## [Task to complete]
Repeat all entries word for word; skip images.

* * * * * * *

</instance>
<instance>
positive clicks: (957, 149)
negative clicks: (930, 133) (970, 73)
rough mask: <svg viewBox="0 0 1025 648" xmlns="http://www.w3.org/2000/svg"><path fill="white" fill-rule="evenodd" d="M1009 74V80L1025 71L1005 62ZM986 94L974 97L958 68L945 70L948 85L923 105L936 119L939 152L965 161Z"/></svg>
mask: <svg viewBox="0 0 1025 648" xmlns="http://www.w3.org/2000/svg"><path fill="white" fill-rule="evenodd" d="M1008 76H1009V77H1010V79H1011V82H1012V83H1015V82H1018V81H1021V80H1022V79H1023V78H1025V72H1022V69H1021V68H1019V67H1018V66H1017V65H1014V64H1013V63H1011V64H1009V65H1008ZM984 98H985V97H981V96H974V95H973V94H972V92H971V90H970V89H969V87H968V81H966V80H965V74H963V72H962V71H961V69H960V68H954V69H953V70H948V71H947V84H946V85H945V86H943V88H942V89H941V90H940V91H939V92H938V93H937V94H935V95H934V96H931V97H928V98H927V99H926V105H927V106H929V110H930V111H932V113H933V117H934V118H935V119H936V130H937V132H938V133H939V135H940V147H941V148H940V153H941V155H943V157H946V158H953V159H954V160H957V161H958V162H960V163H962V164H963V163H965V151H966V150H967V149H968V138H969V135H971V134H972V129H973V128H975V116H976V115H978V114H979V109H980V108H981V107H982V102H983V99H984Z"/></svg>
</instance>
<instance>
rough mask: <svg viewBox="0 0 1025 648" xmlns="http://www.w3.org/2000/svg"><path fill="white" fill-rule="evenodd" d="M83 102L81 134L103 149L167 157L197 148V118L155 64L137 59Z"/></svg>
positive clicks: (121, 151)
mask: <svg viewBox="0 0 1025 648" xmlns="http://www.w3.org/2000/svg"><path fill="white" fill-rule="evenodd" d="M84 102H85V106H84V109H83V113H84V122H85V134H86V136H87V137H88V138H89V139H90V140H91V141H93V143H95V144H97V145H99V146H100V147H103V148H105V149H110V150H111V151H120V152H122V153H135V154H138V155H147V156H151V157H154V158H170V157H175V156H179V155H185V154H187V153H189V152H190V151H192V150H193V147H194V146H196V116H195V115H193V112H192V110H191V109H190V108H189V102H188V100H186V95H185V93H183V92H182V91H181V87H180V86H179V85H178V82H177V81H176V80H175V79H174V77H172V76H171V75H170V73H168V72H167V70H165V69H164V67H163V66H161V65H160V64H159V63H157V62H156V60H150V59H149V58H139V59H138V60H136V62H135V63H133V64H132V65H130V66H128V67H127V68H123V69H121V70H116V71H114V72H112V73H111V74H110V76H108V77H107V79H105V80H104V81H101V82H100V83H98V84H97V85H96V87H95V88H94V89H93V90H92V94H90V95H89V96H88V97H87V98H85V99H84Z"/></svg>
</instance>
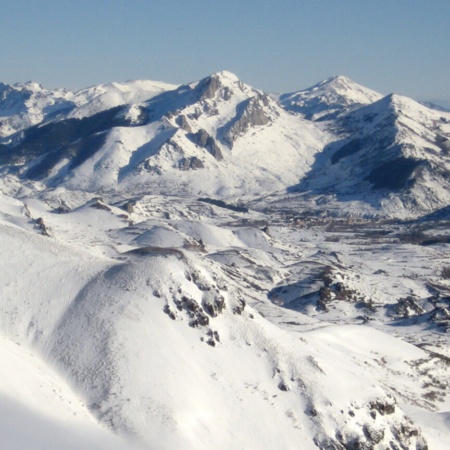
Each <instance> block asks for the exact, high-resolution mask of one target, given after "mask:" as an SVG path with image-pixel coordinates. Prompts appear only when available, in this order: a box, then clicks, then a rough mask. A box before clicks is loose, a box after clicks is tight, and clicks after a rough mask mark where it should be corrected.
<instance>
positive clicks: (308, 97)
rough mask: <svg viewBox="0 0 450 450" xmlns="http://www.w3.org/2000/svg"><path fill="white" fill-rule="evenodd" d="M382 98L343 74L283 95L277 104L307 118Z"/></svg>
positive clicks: (324, 115)
mask: <svg viewBox="0 0 450 450" xmlns="http://www.w3.org/2000/svg"><path fill="white" fill-rule="evenodd" d="M381 97H382V95H381V94H379V93H378V92H375V91H372V90H370V89H367V88H365V87H364V86H361V85H359V84H357V83H355V82H354V81H352V80H350V79H349V78H347V77H344V76H335V77H331V78H327V79H326V80H324V81H321V82H320V83H317V84H315V85H314V86H312V87H310V88H308V89H305V90H303V91H298V92H293V93H291V94H283V95H281V96H280V97H279V100H280V103H281V104H282V105H283V107H284V108H285V109H287V110H288V111H292V112H296V113H300V114H302V115H303V116H304V117H305V118H306V119H309V120H327V119H331V118H334V117H336V116H337V115H338V114H340V113H342V112H346V111H348V110H351V109H355V108H357V107H359V106H363V105H368V104H370V103H373V102H374V101H376V100H379V99H380V98H381Z"/></svg>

* * * * * * *

## [Result of this exercise]
</instance>
<instance>
positive clicks: (957, 149)
negative clicks: (930, 133) (970, 73)
rough mask: <svg viewBox="0 0 1025 648" xmlns="http://www.w3.org/2000/svg"><path fill="white" fill-rule="evenodd" d="M1009 74V80L1025 71L1005 62ZM986 94L974 97L958 68L945 70L948 85L923 105L936 119L939 152L965 161Z"/></svg>
mask: <svg viewBox="0 0 1025 648" xmlns="http://www.w3.org/2000/svg"><path fill="white" fill-rule="evenodd" d="M1008 76H1009V77H1010V79H1011V82H1012V83H1015V82H1018V81H1021V80H1022V79H1023V78H1025V72H1022V69H1021V68H1019V67H1018V66H1017V65H1014V64H1013V63H1011V64H1009V65H1008ZM984 98H985V97H981V96H974V95H973V94H972V92H971V90H970V89H969V87H968V81H966V80H965V74H963V72H962V71H961V69H960V68H954V69H953V70H948V71H947V84H946V85H945V86H943V88H942V89H941V90H940V91H939V92H938V93H937V94H935V95H934V96H931V97H928V98H927V99H926V105H927V106H929V110H930V111H932V113H933V117H934V118H935V119H936V130H937V132H938V133H939V135H940V147H941V148H940V153H941V155H943V157H946V158H953V159H954V160H957V161H958V162H960V163H962V164H963V163H965V151H966V150H967V149H968V138H969V135H971V134H972V129H973V128H975V116H976V115H978V114H979V109H980V108H981V107H982V102H983V99H984Z"/></svg>
</instance>
<instance>
rough mask: <svg viewBox="0 0 1025 648" xmlns="http://www.w3.org/2000/svg"><path fill="white" fill-rule="evenodd" d="M83 102L81 134L103 149L167 157L197 148V118L155 64L137 59Z"/></svg>
positive clicks: (121, 151)
mask: <svg viewBox="0 0 1025 648" xmlns="http://www.w3.org/2000/svg"><path fill="white" fill-rule="evenodd" d="M84 102H85V106H84V109H83V113H84V122H85V134H86V136H87V137H88V138H89V139H90V140H91V141H93V143H95V144H97V145H99V146H100V147H103V148H105V149H110V150H111V151H120V152H122V153H135V154H138V155H147V156H151V157H154V158H170V157H175V156H179V155H185V154H187V153H189V152H190V151H192V150H193V147H194V146H196V116H195V115H193V112H192V110H191V109H190V108H189V102H188V100H186V95H185V93H183V92H182V91H181V87H180V86H179V85H178V82H177V81H176V80H175V79H174V77H172V76H171V75H170V73H168V72H167V70H165V69H164V67H163V66H161V65H160V64H159V63H157V62H156V60H150V59H149V58H139V59H138V60H136V62H135V63H133V64H132V65H130V66H128V67H127V68H123V69H121V70H116V71H114V72H112V73H111V74H110V76H108V77H107V79H105V80H104V81H101V82H100V83H98V84H97V85H96V87H95V88H94V89H93V90H92V94H90V95H89V96H88V97H87V98H85V99H84Z"/></svg>
</instance>
Each <instance> block asks for the exact, high-resolution mask of one target, given after "mask:" as an SVG path with image-pixel coordinates. Prompts appear only when available, in this order: a box, then clicks, then a rough mask. A box before clicks is loose, a box after clicks is tight, and clicks after a rough mask mark where it should be corrected.
<instance>
positive clicks: (308, 97)
rough mask: <svg viewBox="0 0 450 450" xmlns="http://www.w3.org/2000/svg"><path fill="white" fill-rule="evenodd" d="M382 98L343 74L283 95L277 104L307 118Z"/></svg>
positive clicks: (324, 115)
mask: <svg viewBox="0 0 450 450" xmlns="http://www.w3.org/2000/svg"><path fill="white" fill-rule="evenodd" d="M381 97H382V95H381V94H379V93H378V92H375V91H372V90H370V89H367V88H365V87H364V86H361V85H359V84H357V83H355V82H354V81H352V80H350V79H349V78H347V77H344V76H335V77H331V78H327V79H326V80H324V81H321V82H320V83H317V84H315V85H314V86H312V87H310V88H308V89H305V90H303V91H298V92H293V93H291V94H283V95H281V96H280V97H279V100H280V103H281V104H282V105H283V107H284V108H285V109H287V110H288V111H292V112H296V113H300V114H302V115H303V116H304V117H305V118H306V119H309V120H327V119H331V118H334V117H336V116H337V115H338V114H340V113H342V112H346V111H348V110H351V109H355V108H357V107H359V106H363V105H368V104H370V103H373V102H374V101H376V100H379V99H380V98H381Z"/></svg>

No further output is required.